| Exercise brief |
Everything in the data that follows has to be repeated verbatim.

| Source data |
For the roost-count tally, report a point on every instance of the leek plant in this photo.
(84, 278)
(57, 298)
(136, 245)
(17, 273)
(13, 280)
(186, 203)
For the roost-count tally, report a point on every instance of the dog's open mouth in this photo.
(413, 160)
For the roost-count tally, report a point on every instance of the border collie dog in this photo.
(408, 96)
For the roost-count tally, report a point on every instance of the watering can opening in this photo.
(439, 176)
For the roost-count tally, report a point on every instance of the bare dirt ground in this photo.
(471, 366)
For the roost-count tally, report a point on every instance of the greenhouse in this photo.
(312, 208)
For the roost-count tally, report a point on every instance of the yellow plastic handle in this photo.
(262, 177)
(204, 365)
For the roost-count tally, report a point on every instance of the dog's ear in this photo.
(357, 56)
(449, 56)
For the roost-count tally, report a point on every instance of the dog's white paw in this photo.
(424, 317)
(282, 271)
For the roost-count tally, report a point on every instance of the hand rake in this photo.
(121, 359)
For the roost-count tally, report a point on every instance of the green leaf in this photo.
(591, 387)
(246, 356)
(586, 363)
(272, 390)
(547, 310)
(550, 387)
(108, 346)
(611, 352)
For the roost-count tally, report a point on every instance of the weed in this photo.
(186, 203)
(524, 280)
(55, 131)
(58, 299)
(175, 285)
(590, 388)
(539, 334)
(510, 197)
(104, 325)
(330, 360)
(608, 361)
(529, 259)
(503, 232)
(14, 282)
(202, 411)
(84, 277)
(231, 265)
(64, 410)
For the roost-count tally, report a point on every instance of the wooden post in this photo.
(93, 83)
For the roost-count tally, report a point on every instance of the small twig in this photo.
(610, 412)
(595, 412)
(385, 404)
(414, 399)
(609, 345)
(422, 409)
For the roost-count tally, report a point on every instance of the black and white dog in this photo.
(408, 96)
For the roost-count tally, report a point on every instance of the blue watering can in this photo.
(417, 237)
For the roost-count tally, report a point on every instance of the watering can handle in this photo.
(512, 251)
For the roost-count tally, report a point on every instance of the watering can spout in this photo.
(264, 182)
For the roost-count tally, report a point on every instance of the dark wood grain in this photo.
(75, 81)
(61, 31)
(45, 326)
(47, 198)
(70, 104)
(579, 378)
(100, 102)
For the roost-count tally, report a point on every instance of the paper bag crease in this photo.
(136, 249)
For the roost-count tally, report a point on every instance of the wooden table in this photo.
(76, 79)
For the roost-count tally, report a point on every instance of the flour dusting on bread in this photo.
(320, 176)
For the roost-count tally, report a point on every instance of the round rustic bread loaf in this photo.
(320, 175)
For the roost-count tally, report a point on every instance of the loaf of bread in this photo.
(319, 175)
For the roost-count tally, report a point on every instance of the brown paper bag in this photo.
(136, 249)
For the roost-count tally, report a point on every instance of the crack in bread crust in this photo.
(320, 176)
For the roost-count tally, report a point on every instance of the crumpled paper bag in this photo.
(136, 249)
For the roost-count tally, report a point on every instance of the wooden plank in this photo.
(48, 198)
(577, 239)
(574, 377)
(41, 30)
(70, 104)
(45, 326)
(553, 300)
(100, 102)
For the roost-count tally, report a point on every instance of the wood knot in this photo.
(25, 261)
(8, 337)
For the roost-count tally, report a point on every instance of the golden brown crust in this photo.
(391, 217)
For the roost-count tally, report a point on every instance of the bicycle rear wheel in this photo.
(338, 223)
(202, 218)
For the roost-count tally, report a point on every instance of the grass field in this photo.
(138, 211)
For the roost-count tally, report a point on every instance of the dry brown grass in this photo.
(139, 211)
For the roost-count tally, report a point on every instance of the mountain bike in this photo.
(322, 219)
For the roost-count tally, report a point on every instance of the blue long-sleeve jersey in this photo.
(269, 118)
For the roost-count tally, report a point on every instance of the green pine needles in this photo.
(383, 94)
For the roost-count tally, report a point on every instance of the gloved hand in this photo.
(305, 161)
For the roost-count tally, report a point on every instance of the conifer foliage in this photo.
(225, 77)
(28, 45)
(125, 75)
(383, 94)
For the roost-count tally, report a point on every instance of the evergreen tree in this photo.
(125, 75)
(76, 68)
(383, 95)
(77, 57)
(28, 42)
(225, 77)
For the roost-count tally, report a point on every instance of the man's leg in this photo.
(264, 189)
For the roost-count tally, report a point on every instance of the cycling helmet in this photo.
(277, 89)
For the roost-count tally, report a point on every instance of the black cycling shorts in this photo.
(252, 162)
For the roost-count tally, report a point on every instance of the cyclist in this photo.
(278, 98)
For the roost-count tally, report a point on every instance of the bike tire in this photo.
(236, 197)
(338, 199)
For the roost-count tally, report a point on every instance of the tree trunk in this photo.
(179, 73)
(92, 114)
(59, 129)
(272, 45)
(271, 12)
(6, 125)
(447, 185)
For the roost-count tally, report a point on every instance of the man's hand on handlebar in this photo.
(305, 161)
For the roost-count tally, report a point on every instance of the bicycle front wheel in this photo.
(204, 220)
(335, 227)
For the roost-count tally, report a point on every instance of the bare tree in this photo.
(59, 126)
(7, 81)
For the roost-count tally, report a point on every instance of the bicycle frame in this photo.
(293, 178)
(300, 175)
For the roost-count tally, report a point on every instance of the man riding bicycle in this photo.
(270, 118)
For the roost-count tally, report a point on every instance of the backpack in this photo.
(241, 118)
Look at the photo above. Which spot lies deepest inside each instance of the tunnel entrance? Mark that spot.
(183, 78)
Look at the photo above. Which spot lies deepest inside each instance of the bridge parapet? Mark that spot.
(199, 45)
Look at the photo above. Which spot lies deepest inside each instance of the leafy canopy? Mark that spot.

| Output of the task |
For the roost-count tally, report a point on every instance of the leek plant in this photo.
(84, 278)
(57, 298)
(136, 245)
(17, 273)
(13, 280)
(186, 203)
For the roost-count tally, report a point on every instance of the dog's open mouth in this photo.
(413, 160)
For the roost-count tally, report a point on every instance of the border collie dog in this photo.
(408, 96)
For the roost-count tally, report a point on every instance of the watering can opening in this photo.
(439, 176)
For the roost-count tally, report a point on every instance of the bare dirt ground in this photo.
(471, 366)
For the roost-count tally, report a point on every instance of the greenhouse in this photo.
(312, 208)
For the roost-count tally, report a point on every instance of the yellow plastic handle in this photo.
(262, 177)
(204, 365)
For the roost-count tally, report a point on every instance of the dog's ear in this photo.
(357, 56)
(449, 56)
For the roost-count tally, report a point on every instance of the dog's white paw in this photo.
(424, 317)
(282, 271)
For the roost-count tally, report a point on every instance of the hand rake in this photo.
(121, 359)
For the roost-count tally, report a point on every instance of the green leaf in this photo.
(591, 387)
(246, 356)
(586, 363)
(272, 390)
(547, 310)
(550, 387)
(108, 346)
(611, 352)
For the roost-count tally, report a point on every instance of the weed in this photo.
(186, 203)
(524, 280)
(55, 131)
(58, 299)
(175, 285)
(590, 388)
(539, 334)
(510, 197)
(104, 325)
(330, 360)
(608, 361)
(529, 259)
(503, 232)
(14, 282)
(202, 411)
(84, 277)
(231, 265)
(64, 410)
For the roost-count tally, report a point on every instance of the wooden post in this photo.
(93, 83)
For the roost-count tally, report a point on every instance of the small twig in this photo.
(610, 412)
(595, 412)
(385, 404)
(414, 399)
(609, 345)
(422, 409)
For the roost-count tally, report a point on every instance of the black and white dog in this photo.
(408, 96)
For the roost-count tally, report a point on every instance of the blue watering can in this photo.
(417, 237)
For the roost-count tally, report a point on every instance of the watering can handle in this photo.
(512, 251)
For the roost-count tally, report a point on every instance of the watering can spout in this photo.
(264, 182)
For the roost-count tally, report a point on every instance of the dark wood grain in this photo.
(75, 81)
(61, 31)
(45, 326)
(47, 198)
(70, 104)
(579, 378)
(100, 102)
For the roost-count tally, report a point on every instance of the paper bag crease in this photo.
(136, 249)
For the roost-count tally, report a point on every instance of the wooden table in this photo.
(76, 79)
For the roost-count tally, report a point on every instance of the flour dusting on bread in this photo.
(320, 176)
For the roost-count tally, report a point on every instance of the round rustic bread loaf in this photo.
(320, 175)
For the roost-count tally, report a point on every instance of the loaf of bread in this photo.
(319, 175)
For the roost-count tally, report a point on every instance of the brown paper bag in this photo.
(136, 249)
For the roost-count tally, report a point on every instance of the crack in bread crust in this photo.
(320, 176)
For the roost-count tally, report a point on every instance of the crumpled paper bag in this photo.
(136, 249)
For the roost-count tally, report a point on every instance of the wooden plank in this photo.
(48, 198)
(577, 239)
(574, 377)
(41, 30)
(70, 104)
(45, 326)
(553, 300)
(100, 102)
For the roost-count tally, report a point on every instance of the wood knot in this photo.
(25, 261)
(8, 337)
For the roost-count tally, report a point on every instance of the golden brown crust in this photo.
(391, 217)
For the roost-count tally, report a point on every instance of the bicycle rear wheel in this photo.
(338, 223)
(202, 218)
For the roost-count tally, report a point on every instance of the grass field in this photo.
(138, 211)
For the roost-count tally, report a point on every instance of the dry brown grass in this photo.
(139, 211)
For the roost-count tally, report a point on every instance of the mountain bike in this photo.
(322, 219)
For the roost-count tally, report a point on every instance of the blue long-sleeve jersey in this photo.
(269, 118)
For the roost-count tally, report a point on every instance of the green pine needles in this photo.
(383, 94)
For the roost-count tally, report a point on every instance of the gloved hand in this photo.
(305, 161)
For the roost-count tally, report a point on every instance of the conifer foliage in this photo.
(225, 77)
(28, 45)
(125, 75)
(383, 94)
For the roost-count tally, report a point on every instance of the evergreen tree in this photo.
(125, 75)
(76, 68)
(383, 95)
(77, 57)
(28, 42)
(225, 77)
For the roost-count tally, report a point on every instance of the man's leg in this photo.
(264, 189)
For the roost-count tally, report a point on every instance of the cycling helmet in this photo.
(277, 89)
For the roost-count tally, report a point on every instance of the black cycling shorts in this photo.
(252, 162)
For the roost-count tally, report a point on every instance of the cyclist in this photo.
(278, 98)
For the roost-count tally, report a point on every instance of the bike tire in this photo.
(236, 197)
(338, 199)
For the roost-count tally, report a point on every instance of the tree trunk in this photo.
(179, 73)
(92, 114)
(59, 129)
(272, 45)
(271, 12)
(6, 125)
(447, 185)
For the roost-count tally, report a point on every instance of the man's hand on handlebar in this photo.
(305, 161)
For the roost-count tally, report a point on every instance of the bicycle front wheel in this photo.
(204, 220)
(335, 227)
For the roost-count tally, report a point on every instance of the bare tree in this photo.
(59, 126)
(7, 81)
For the roost-count tally, report a point on every instance of the bicycle frame in this photo.
(293, 178)
(300, 175)
For the roost-count tally, report a point on every instance of the man riding bicycle in this photo.
(270, 118)
For the roost-count tally, report a point on every instance of the backpack in this photo.
(241, 118)
Look at the photo above. Which spot lies deepest inside each instance of the tunnel entrance? Mark that spot.
(183, 78)
Look at the photo above. Which spot lies deepest inside each instance of the bridge parapet? Mark that spot.
(199, 45)
Look at the photo above. Which spot lies deepest inside each instance of the leafy canopy? Mark that spot.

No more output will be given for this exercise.